==== Records to process ====

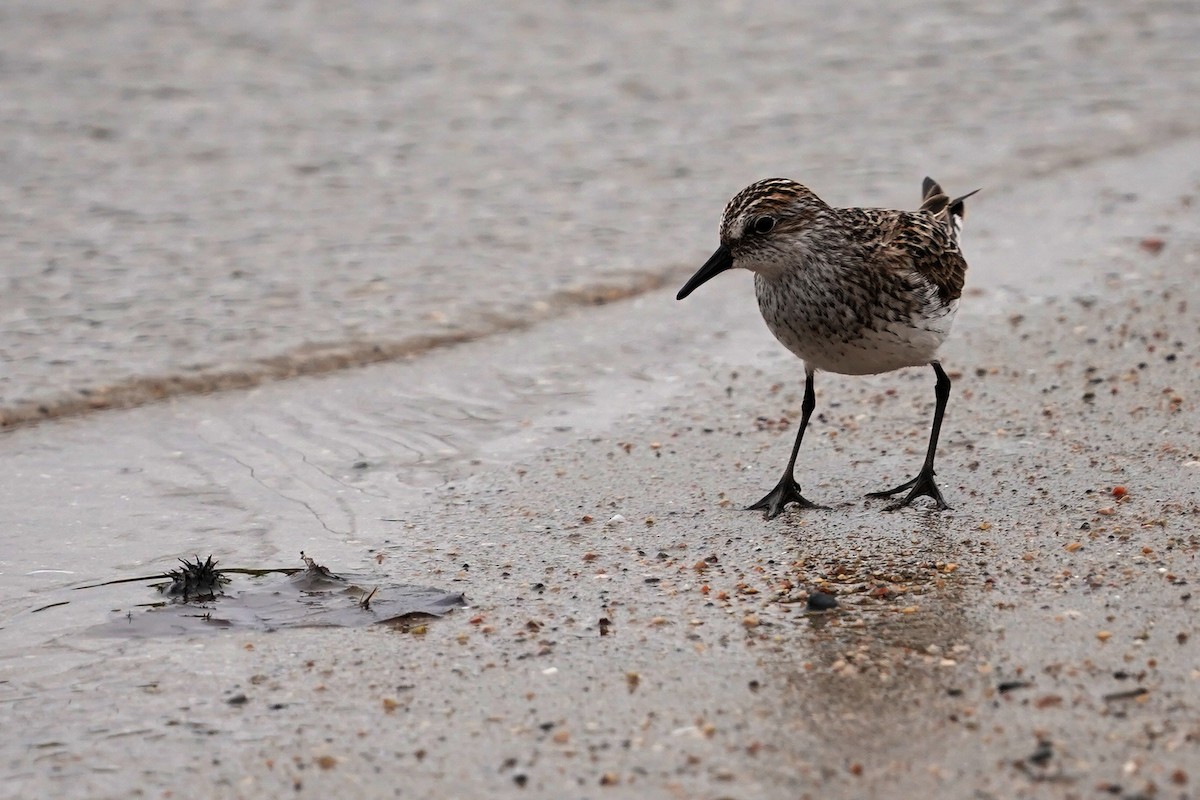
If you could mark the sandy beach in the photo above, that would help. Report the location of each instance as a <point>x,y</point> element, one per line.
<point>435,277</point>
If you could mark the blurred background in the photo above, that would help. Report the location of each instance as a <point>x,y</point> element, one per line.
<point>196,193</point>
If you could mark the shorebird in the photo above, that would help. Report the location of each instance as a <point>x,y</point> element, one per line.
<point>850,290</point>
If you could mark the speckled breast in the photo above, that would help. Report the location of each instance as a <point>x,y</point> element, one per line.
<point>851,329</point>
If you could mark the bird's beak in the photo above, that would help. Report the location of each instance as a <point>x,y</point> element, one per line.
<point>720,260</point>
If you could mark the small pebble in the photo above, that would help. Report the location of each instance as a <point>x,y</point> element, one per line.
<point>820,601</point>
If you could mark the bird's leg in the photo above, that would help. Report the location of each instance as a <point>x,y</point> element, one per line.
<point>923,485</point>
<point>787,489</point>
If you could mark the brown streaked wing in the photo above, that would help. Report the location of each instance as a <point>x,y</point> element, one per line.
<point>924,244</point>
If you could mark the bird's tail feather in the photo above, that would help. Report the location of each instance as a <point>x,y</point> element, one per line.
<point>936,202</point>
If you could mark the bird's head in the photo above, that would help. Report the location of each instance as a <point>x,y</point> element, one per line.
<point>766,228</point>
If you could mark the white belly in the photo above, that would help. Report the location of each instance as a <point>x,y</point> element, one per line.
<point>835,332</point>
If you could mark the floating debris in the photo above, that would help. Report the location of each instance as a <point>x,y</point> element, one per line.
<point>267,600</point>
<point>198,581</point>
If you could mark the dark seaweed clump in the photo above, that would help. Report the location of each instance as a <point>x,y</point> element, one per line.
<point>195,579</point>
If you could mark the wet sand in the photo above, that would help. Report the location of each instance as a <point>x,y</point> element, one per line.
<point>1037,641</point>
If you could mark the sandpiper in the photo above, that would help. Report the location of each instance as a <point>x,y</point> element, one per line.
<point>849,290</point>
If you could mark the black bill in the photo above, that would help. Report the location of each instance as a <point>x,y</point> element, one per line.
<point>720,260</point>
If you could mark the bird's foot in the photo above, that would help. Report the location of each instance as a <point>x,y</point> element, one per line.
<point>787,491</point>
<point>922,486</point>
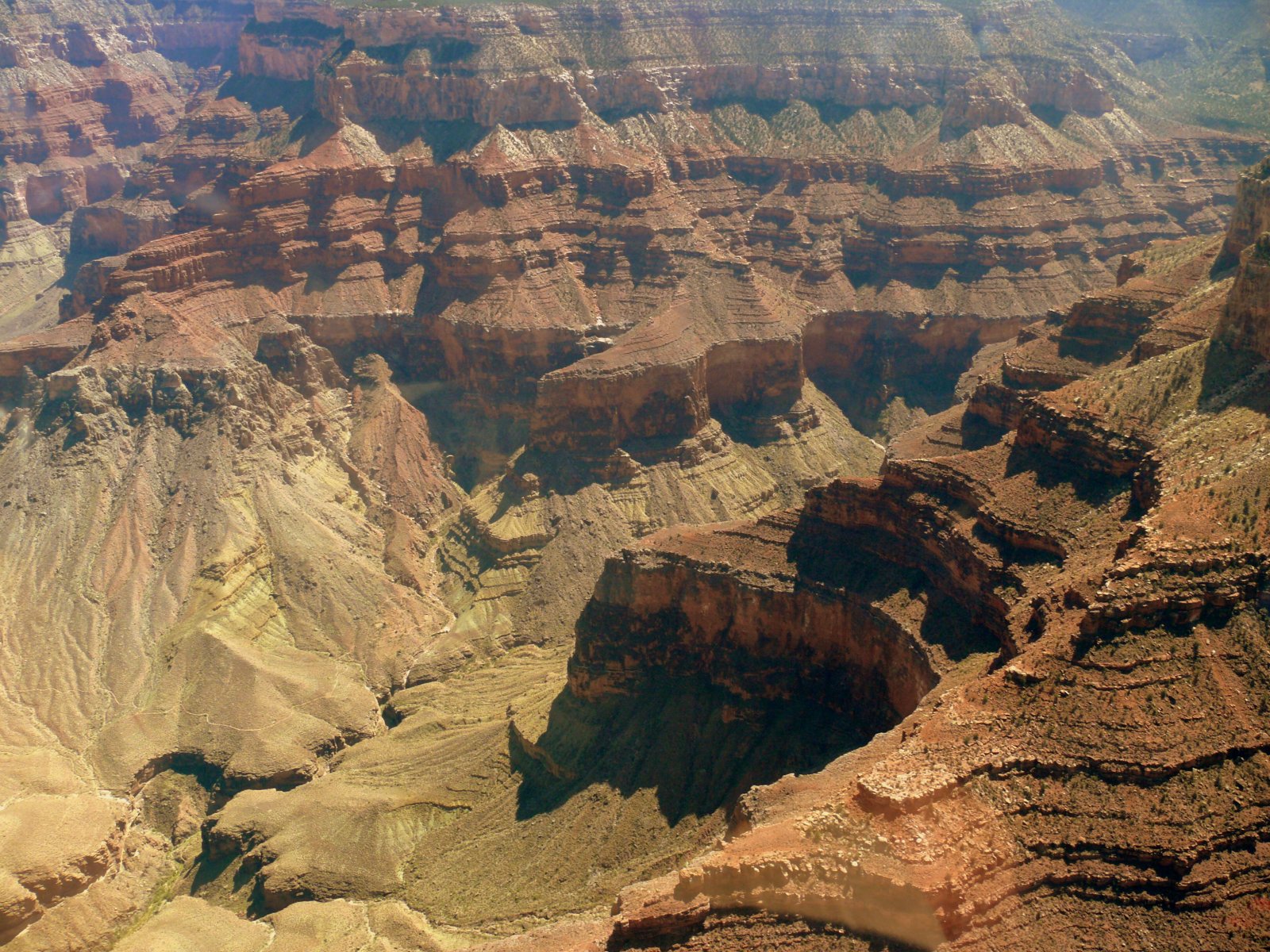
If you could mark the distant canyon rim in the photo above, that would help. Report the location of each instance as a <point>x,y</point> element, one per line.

====

### What you should do
The response must restate each line of the material above exactly and contain no images.

### Response box
If you could mark the sandy beach in the photo above, that would help. Report the location of each instance as a <point>x,y</point> element, one per line.
<point>435,277</point>
If you could mark the blurred background in the photo above, that would help. Report the location of each instance as a <point>x,y</point> element, one per line.
<point>196,193</point>
If you could mark the shorebird in the photo above, that would help. Report the location of each instance as a <point>x,y</point> element, one per line.
<point>850,290</point>
If you could mark the speckled breast in the photo above, that would help. Report the location of each instance as a <point>x,y</point> element, one per line.
<point>851,329</point>
If you could mark the bird's beak in the photo above, that would help. Report the location of each instance as a <point>x,y</point> element, one per line.
<point>720,260</point>
If you could mark the small pebble in the photo above, that would help. Report the location of each instance as a <point>x,y</point> element, one per line.
<point>820,601</point>
If you could mark the bird's leg in the photo above, that would help. Report the location of each instance as a <point>x,y</point> element, one per line.
<point>923,485</point>
<point>787,489</point>
If you could mark the brown streaked wing in the photo above, that would help. Report the location of each instance as a <point>x,y</point> element, one per line.
<point>924,244</point>
If you could mark the bird's tail feather in the photo above, that would help. Report the location of each instance as a <point>x,y</point> element, one per line.
<point>936,202</point>
If you could mark the bird's head in the photo above, that would help. Report the location of each instance as a <point>x,y</point> element, one per line.
<point>766,228</point>
If you could mark the white belly in the photo above, that would help. Report the location of each instance as a <point>x,y</point> element, one per line.
<point>835,332</point>
If you could mark the floating debris in the photo above, that would help. Report the location of each instance as a <point>x,y</point> element, one per line.
<point>267,600</point>
<point>198,581</point>
If you could mark the dark seaweed clump in the photo above, that would help. Report the location of each instance as a <point>x,y</point> element, one per line.
<point>195,579</point>
If you could mark the wet sand in the photo above, that would help. Report the location of each instance as a <point>x,y</point> element, one per line.
<point>1037,641</point>
If you could mark the sandpiper in the photo above, that would help. Report the location of each instance as a <point>x,y</point> element, one per line.
<point>849,290</point>
If you could mark the black bill in the photo above, that would help. Report the location of each instance as a <point>x,y</point> element, one per line.
<point>720,260</point>
If you could mark the bird's foot in the photo above, that would help. Report the location of each instance as a <point>x,y</point> element, one per line.
<point>787,491</point>
<point>922,486</point>
If you could mark the distant canyon rim in the photo above, that would help. Report the location of each instance as a <point>x,y</point> element, one per line.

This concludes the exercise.